-- PROBLEM STATEMENT --
Count the lines in the listing below that contain the word "green", and reply with only that number.

-- DATA SHOWN --
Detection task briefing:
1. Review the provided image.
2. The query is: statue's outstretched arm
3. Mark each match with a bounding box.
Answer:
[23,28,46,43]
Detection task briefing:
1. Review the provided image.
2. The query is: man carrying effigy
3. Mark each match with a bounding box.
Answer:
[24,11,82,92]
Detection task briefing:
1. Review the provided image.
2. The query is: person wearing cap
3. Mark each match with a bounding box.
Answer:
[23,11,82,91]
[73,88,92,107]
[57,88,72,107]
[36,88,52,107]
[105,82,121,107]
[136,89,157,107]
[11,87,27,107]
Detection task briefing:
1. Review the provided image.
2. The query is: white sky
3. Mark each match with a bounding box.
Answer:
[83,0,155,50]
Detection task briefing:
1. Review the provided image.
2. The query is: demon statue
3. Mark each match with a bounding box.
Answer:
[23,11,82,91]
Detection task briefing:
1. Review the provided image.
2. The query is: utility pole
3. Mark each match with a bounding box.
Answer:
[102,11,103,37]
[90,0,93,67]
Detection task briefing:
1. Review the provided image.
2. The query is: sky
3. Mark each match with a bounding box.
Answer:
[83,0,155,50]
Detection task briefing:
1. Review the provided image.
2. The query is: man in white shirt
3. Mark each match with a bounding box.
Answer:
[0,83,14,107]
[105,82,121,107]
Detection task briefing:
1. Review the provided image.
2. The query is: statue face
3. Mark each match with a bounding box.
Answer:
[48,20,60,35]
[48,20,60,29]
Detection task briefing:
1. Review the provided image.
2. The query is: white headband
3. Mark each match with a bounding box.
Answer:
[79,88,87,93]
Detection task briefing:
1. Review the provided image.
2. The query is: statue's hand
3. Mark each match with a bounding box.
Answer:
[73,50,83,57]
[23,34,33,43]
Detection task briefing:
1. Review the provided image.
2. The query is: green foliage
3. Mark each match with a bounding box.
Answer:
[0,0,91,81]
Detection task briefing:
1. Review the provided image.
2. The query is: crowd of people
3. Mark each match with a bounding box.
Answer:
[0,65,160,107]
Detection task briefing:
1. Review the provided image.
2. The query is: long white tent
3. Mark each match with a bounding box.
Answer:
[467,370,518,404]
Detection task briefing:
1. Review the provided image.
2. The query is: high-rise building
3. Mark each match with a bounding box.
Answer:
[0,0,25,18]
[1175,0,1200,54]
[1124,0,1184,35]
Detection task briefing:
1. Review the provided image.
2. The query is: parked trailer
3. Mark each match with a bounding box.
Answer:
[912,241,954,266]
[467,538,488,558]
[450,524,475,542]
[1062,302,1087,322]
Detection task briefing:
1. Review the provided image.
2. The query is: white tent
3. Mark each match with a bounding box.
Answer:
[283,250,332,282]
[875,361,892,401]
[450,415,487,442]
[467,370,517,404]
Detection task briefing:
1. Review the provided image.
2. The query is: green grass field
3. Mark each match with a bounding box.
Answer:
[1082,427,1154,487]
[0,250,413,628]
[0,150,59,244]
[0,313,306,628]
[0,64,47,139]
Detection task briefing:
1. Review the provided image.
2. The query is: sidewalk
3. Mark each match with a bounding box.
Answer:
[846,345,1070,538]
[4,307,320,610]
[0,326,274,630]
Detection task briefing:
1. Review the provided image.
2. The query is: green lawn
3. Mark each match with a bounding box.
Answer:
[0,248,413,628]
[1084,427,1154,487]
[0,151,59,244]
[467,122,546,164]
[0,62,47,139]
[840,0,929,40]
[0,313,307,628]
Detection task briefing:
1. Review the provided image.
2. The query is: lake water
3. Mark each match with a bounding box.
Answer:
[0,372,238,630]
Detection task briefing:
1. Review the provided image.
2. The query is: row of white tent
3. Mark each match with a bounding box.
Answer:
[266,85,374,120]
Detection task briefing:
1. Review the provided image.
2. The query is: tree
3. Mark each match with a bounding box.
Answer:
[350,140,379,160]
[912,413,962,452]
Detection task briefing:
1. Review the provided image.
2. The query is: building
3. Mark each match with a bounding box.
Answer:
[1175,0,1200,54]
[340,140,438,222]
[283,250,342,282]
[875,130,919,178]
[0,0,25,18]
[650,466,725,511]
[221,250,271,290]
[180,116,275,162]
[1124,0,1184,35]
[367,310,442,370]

-- TASK OUTPUT --
3